== Request ==
In the lines below, from the line containing "Indicate the person" up to and including the last line, replace "Query" with "Target" and leave everything else unchanged. Return only those lines.
# Information supplied start
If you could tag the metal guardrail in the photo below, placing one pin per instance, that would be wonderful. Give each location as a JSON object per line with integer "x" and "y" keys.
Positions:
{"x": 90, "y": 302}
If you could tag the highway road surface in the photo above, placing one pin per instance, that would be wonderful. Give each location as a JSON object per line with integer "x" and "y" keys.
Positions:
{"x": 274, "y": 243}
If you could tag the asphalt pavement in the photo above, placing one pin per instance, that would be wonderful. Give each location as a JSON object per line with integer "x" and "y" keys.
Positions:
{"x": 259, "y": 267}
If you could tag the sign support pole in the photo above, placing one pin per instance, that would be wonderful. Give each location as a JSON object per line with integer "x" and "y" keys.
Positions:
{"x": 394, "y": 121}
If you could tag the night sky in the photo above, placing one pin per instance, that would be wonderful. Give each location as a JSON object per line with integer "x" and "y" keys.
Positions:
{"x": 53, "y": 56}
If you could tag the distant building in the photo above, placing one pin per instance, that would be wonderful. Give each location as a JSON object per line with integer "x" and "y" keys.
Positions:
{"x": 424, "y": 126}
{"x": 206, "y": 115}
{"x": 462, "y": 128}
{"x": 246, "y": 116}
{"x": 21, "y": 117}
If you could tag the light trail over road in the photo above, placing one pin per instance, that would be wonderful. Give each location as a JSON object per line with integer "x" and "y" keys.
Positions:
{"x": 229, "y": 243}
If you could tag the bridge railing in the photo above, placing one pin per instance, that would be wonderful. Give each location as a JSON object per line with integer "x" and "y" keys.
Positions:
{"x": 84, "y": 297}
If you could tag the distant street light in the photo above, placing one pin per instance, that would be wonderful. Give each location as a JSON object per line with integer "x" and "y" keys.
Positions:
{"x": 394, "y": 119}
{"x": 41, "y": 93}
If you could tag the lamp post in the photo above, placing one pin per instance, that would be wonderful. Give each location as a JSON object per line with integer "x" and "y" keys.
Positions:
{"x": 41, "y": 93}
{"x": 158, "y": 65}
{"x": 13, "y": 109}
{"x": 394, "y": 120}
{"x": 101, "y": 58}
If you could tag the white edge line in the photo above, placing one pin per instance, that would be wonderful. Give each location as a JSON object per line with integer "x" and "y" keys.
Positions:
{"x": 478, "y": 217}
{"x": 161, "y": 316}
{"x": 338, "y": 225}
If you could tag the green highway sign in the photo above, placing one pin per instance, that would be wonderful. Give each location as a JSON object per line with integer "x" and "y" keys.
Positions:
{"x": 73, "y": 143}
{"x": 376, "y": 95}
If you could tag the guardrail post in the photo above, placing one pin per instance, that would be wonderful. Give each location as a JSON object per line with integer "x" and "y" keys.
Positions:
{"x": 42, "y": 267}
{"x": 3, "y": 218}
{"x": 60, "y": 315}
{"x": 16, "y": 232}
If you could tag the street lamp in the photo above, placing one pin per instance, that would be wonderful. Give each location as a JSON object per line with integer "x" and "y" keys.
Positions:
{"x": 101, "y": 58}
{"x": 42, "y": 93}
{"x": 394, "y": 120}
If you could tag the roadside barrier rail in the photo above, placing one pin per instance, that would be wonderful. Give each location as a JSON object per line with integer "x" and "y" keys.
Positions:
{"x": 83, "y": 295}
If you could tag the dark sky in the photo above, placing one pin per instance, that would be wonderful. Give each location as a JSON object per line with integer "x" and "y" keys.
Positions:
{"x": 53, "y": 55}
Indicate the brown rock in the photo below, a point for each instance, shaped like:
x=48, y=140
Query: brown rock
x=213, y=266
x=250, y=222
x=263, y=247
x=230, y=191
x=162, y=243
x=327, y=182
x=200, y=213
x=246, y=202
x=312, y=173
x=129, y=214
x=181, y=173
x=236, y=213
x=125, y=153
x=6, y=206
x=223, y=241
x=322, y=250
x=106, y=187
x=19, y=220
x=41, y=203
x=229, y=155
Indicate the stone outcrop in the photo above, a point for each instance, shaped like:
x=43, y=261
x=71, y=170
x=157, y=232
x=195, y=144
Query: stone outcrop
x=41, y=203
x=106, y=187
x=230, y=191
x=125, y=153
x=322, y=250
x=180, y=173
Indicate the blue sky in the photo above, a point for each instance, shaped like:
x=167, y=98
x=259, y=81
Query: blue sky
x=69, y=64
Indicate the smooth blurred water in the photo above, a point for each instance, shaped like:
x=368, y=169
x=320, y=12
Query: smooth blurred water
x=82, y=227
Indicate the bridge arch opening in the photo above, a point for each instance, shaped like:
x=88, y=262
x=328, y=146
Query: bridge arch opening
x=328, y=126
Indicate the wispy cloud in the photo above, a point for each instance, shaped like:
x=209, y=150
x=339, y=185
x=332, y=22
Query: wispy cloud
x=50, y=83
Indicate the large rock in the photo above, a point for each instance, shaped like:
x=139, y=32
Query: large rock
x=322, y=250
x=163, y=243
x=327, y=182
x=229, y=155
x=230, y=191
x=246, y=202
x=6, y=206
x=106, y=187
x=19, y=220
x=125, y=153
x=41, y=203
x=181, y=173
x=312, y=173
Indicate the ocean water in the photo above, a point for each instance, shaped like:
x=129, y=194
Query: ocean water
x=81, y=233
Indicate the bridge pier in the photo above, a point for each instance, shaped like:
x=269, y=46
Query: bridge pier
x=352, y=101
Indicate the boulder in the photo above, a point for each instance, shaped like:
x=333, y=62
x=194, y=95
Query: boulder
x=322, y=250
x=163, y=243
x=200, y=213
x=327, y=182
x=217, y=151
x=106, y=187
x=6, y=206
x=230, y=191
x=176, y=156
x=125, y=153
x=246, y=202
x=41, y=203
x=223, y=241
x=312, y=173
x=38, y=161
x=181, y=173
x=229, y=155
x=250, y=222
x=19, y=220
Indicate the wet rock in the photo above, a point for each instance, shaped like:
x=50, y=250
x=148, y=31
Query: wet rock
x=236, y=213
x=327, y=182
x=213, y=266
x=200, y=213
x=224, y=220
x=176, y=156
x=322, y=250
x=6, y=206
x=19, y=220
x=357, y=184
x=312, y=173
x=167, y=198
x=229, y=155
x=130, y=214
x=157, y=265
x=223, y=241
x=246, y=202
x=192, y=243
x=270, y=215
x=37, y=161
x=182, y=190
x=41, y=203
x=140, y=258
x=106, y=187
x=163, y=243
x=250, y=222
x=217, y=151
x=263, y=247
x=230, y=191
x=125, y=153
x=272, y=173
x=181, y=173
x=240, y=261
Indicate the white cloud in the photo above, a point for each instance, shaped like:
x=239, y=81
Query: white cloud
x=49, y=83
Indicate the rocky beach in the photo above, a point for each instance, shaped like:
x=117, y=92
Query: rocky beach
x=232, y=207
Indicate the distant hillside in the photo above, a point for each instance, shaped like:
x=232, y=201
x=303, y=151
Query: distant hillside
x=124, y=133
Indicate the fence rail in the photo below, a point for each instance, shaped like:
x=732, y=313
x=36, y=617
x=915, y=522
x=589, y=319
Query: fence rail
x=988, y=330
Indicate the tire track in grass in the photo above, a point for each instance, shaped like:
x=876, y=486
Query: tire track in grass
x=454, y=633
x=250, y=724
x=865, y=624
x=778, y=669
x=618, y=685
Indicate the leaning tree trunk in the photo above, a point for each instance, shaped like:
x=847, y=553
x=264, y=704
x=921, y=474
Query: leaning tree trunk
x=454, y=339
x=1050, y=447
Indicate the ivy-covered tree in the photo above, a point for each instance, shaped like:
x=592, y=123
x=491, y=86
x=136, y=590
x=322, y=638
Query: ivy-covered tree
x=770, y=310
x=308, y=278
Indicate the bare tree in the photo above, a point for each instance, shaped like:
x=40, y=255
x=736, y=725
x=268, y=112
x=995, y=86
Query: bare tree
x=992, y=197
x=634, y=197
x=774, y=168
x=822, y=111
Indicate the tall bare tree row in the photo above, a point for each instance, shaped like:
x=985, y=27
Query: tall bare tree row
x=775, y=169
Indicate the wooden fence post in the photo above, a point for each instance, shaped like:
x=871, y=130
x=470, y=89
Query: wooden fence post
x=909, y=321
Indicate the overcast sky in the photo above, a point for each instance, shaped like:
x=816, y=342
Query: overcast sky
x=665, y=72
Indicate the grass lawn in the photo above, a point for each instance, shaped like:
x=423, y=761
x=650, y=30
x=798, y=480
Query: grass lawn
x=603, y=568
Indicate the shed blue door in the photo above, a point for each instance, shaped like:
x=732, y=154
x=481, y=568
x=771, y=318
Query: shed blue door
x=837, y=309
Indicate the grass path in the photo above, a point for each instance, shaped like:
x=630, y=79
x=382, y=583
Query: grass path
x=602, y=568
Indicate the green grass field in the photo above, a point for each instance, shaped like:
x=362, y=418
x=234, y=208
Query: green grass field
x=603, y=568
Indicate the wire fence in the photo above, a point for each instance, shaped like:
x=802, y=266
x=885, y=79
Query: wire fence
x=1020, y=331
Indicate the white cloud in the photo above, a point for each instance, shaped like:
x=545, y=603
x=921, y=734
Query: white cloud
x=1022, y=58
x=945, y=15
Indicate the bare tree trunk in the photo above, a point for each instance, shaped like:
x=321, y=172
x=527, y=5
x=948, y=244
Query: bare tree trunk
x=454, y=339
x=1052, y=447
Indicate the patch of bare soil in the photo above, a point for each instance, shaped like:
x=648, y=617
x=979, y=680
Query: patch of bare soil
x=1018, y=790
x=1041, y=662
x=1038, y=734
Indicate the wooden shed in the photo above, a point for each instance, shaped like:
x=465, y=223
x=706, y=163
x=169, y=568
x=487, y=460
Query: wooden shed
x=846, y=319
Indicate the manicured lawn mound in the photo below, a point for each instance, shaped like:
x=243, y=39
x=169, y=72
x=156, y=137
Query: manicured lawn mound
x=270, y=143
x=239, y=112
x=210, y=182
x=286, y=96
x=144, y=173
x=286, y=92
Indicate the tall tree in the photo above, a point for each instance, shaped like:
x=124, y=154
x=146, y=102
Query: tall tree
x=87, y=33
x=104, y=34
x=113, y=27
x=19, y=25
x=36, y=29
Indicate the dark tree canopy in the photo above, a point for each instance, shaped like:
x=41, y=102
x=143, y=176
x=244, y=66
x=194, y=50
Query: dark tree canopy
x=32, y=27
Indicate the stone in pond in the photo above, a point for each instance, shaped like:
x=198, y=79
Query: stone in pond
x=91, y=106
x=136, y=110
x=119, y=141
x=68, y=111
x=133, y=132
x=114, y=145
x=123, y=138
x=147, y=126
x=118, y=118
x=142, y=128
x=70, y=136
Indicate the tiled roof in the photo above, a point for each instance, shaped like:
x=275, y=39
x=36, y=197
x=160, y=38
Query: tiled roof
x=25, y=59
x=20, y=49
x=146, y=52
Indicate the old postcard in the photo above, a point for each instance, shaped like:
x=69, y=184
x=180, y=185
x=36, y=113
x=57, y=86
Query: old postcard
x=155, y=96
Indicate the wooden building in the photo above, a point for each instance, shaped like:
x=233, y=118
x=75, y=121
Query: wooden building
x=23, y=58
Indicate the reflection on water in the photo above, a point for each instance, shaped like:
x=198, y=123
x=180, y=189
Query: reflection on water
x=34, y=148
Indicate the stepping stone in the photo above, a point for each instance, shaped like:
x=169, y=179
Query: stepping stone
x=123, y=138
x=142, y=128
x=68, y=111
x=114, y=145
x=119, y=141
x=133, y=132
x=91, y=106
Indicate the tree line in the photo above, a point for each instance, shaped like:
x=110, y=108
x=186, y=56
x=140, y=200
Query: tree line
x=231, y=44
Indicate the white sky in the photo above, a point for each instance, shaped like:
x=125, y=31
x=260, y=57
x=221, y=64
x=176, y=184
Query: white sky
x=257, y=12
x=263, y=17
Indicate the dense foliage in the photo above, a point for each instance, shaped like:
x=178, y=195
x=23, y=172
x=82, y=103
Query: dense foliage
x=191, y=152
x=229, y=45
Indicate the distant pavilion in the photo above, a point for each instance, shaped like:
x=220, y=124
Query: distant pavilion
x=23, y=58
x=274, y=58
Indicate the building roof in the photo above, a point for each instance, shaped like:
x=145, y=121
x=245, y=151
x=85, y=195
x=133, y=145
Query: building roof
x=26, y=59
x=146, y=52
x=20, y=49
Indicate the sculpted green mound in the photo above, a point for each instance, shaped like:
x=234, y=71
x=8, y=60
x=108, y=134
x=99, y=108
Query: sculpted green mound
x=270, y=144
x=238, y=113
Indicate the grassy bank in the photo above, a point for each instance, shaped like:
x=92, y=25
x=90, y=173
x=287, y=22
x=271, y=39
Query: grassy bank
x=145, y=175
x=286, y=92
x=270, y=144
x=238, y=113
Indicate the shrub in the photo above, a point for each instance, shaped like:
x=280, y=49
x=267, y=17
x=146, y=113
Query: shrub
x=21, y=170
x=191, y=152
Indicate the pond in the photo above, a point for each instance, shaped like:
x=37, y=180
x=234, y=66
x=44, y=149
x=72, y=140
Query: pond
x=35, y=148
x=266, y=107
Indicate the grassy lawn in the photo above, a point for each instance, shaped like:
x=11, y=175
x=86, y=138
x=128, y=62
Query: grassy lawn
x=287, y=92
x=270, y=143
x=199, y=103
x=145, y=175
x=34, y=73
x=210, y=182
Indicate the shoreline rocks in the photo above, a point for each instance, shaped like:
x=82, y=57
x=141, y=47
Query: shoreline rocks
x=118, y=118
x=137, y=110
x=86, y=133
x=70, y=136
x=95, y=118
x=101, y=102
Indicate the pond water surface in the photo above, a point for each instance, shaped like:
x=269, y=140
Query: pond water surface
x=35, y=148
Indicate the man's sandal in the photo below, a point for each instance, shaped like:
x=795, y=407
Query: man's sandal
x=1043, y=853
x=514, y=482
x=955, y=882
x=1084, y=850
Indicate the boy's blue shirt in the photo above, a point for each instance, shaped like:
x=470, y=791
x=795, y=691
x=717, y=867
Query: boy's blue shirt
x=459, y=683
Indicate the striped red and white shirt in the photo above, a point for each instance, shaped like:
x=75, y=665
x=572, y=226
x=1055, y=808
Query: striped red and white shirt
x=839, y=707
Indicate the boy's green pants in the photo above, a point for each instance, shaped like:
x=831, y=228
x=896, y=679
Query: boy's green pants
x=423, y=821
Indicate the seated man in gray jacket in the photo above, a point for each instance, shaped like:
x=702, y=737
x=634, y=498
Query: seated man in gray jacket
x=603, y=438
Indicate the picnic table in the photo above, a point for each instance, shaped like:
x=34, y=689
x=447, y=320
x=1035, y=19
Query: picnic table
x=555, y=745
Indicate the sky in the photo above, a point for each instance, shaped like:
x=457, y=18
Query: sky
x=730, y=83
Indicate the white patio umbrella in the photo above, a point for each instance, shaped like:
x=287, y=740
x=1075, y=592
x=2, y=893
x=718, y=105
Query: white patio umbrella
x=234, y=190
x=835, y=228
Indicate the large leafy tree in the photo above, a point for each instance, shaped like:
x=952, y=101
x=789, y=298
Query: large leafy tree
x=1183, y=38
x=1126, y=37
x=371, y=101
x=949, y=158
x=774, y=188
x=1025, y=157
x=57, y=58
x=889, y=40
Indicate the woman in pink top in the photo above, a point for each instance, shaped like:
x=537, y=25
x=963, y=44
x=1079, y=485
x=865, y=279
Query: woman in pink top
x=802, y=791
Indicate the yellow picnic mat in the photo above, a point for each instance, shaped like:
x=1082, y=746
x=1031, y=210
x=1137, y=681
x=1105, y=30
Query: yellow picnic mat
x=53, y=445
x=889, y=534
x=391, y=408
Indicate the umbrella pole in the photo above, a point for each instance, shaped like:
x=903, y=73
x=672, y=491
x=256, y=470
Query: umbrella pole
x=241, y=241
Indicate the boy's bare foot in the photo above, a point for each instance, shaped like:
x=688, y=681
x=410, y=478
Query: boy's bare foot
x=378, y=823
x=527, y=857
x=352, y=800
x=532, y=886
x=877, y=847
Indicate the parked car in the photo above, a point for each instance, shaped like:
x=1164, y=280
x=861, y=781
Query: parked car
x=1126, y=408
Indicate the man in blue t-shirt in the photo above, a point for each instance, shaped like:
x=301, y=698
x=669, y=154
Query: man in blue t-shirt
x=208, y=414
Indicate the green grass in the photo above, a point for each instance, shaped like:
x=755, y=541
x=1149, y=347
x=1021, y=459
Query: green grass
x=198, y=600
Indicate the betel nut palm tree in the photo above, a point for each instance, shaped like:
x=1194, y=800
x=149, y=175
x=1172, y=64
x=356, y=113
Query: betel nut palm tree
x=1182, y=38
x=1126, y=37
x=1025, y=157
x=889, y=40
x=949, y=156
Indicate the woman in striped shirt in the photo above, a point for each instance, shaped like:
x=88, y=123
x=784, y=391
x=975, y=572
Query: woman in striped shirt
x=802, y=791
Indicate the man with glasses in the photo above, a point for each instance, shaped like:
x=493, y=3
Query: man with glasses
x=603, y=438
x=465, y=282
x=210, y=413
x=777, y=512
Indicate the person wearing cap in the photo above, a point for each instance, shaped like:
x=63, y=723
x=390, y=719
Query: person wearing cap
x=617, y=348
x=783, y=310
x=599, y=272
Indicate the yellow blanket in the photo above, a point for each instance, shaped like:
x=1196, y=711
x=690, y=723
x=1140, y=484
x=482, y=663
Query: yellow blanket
# Information supplied end
== Finished exercise ==
Indicate the person wearing cap in the photo above, a point for each instance, shaped like:
x=63, y=723
x=390, y=719
Target: person wearing cap
x=617, y=348
x=783, y=310
x=599, y=272
Indicate the yellow blanket in the photo above, a point for each instance, shaped like:
x=1196, y=711
x=690, y=723
x=1140, y=484
x=482, y=663
Target: yellow blanket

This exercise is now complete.